WORK TO DO:
1) According to the cyvlfeat post, what is the latest version of VLFeat?
2) Reproduce the cyvlfeat post, starting at the words "Cython / Python" and ending after "project named cyvlfeat.".
3) Resume the cyvlfeat post, picking up after its final sentence.

-- start of SELECTED EXTRACT --

Cython / Python wrapper for VLFeat library

This blog post is about my work done during the GSoC coding period (May 23 – Aug 15). This blog post also serves as a tutorial for extended features of cyvlfeat.

This project is an extension of an existing project named cyvlfeat.

Brief introduction: We intend for this to be a light wrapper around the VLFeat toolbox. cyvlfeat will provide a mixture of pure Python and Cython code that looks to replicate the existing MATLAB toolbox. The role of Cython in this regard is to re-implement MATLAB mexfiles.

The VLFeat open source library implements popular computer vision algorithms specializing in image understanding as well as local features extraction and matching. Algorithms include Fisher Vector encodings, VLAD, SIFT, MSER, k-means, hierarchical k-means, agglomerative information bottleneck, SLIC superpixels, quickshift superpixels, large scale SVM training, and many others. It is written in C for efficiency and compatibility, with interfaces in MATLAB for ease of use. The corresponding documentation is detailed throughout both parts. It supports Windows, Mac OS X, and Linux. The latest version of VLFeat is 0.9.20.

-- end of SELECTED EXTRACT --
-- start of ENTRIES --

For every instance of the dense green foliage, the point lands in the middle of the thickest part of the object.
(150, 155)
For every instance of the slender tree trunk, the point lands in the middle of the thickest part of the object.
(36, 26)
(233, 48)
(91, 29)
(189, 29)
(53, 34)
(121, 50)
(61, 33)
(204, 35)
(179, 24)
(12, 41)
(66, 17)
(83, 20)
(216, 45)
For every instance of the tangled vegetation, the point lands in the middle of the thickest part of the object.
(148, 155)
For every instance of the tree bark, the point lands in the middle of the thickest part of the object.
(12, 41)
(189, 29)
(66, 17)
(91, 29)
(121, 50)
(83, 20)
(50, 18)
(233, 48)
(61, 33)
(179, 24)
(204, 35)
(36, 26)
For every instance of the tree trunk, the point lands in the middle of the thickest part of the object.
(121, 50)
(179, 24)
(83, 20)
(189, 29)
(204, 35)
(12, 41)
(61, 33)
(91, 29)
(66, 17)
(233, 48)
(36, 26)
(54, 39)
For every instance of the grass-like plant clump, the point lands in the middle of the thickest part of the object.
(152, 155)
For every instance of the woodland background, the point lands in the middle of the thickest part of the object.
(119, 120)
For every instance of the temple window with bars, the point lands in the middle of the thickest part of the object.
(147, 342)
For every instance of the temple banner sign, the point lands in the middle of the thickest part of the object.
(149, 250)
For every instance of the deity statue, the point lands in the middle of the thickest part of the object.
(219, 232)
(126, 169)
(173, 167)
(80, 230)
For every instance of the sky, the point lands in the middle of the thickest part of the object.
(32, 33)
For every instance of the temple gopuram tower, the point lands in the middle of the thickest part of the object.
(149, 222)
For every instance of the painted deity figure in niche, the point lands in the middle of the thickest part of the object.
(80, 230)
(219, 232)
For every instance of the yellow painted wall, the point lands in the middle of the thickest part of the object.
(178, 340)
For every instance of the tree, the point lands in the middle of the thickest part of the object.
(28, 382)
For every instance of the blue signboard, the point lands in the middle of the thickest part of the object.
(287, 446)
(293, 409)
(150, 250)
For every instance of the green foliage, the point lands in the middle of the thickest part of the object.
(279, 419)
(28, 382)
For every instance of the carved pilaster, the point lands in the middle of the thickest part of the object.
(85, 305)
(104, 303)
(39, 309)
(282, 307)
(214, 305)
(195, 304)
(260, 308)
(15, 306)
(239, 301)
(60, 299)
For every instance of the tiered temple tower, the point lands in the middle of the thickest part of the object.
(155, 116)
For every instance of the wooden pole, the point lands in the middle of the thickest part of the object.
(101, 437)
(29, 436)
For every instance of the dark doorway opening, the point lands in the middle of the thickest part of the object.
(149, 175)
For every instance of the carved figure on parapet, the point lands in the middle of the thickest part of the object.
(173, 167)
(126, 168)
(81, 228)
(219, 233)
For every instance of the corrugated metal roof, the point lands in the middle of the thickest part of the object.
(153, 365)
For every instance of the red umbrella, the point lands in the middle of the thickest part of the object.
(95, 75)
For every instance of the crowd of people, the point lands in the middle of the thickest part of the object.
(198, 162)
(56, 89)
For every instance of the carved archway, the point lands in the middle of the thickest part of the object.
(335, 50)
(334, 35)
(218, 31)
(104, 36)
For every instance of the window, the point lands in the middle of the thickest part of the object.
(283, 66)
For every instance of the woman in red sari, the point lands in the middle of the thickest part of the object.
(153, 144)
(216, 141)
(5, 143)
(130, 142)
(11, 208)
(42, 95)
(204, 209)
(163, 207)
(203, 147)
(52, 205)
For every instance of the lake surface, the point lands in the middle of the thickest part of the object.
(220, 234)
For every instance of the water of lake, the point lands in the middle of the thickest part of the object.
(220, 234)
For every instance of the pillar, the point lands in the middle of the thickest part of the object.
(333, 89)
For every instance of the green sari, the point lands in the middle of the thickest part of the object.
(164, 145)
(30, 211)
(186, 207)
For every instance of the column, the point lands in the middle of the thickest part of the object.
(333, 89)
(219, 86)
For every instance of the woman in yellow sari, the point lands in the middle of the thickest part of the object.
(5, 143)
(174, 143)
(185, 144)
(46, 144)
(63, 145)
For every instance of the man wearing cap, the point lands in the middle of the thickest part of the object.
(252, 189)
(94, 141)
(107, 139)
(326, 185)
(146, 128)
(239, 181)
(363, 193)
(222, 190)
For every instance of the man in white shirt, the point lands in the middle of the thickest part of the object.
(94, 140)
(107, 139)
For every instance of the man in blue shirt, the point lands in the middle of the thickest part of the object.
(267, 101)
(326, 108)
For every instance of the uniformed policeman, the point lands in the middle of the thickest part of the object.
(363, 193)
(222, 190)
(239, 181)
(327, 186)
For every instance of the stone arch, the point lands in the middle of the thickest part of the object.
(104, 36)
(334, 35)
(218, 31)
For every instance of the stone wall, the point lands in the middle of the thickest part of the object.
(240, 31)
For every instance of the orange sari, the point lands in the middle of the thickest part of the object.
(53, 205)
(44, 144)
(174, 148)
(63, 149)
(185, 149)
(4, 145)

-- end of ENTRIES --

FINAL RESULTS:
1) 0.9.20

2)
Cython / Python wrapper for VLFeat library

This blog post is about my work done during the GSoC coding period (May 23 – Aug 15). This blog post also serves as a tutorial for extended features of cyvlfeat.

This project is an extension of an existing project named cyvlfeat.

3)
GSOC mentor: Simon Niklaus

Other mentors: Patrick SnapeMikael Rousson

Current contributors: Patrick Snape, James BoothBenoit SeguinAlexis Mignon, Simmi Mourya.

This project wouldn’t be possible without my mentors Simon, Patrick and Mikael. All of them have been really supportive to me. A big thanks to all of you for your encouragement and support. 🙂

Simon, you are a wonderful mentor, friend and everything one could look for in a good mentor. Thank you for your words of encouragement and support. I will remain grateful. You have been an inspiration. I hope we can work together again soon.

I will continue working on cyvlfeat after GSOC as well.

When I started the project, the following methods from VLFeat were exposed:

  • fisher
    • fisher
  • generic
    • set_simd_enabled, get_simd_enabled, cpu_has_avx, cpu_has_sse3, cpu_has_sse2
    • get_num_cpus,
    • get_max_threads, set_num_threads, get_thread_limit
  • hog
    • hog
  • kmeans
    • kmeans
    • kmeans_quantize
    • ikmeans, ikmeans_push
    • hikmeans, hikmeans_push
  • sift
    • dsift
    • sift

I exposed the following methods of VLFeat library during summer’16. [PR links included] to library. They will subsequently be outlined one by one.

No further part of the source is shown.